Reproduce every line of the records below word for word, leaving out the pictures.

(Position annotation records)
-----
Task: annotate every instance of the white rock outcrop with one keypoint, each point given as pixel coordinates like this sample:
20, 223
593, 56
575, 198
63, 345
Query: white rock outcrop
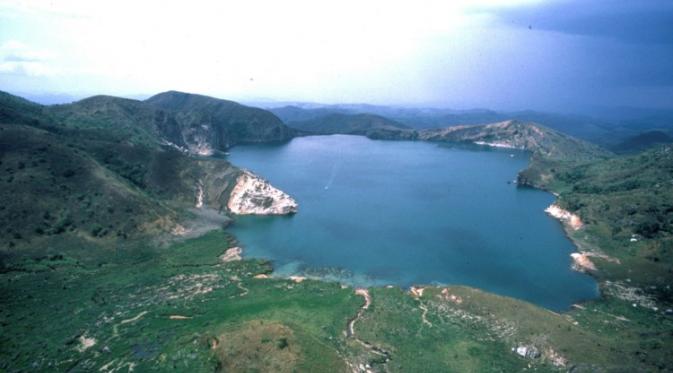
565, 216
253, 195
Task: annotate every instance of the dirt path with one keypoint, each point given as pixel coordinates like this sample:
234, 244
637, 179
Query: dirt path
350, 329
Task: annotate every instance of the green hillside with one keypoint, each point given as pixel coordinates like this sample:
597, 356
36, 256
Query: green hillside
93, 276
220, 123
372, 126
541, 141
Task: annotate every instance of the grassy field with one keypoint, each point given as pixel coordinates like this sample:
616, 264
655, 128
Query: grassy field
-----
#### WRITTEN ANSWER
Task: annotate every instance of the white rock outcrop with one keypoint, each point given as pixel coordinates like this sample:
20, 223
593, 56
575, 198
63, 345
Query: white rock outcrop
565, 216
253, 195
Task: annotate every instance of the dirt path with one keypoint, each point given as pixel coordinates like this sample:
234, 244
637, 179
Query: dirt path
350, 329
Task: annotate every instance of the green hillside with one keypoint, each point given as pixel coordinates like this sample:
597, 356
36, 256
Query: green hillside
93, 276
220, 123
372, 126
541, 141
Task: annotate every instance of the grassy field with one keypoint, each point given as pixel coordinates like this sample:
616, 264
655, 128
Query: grassy field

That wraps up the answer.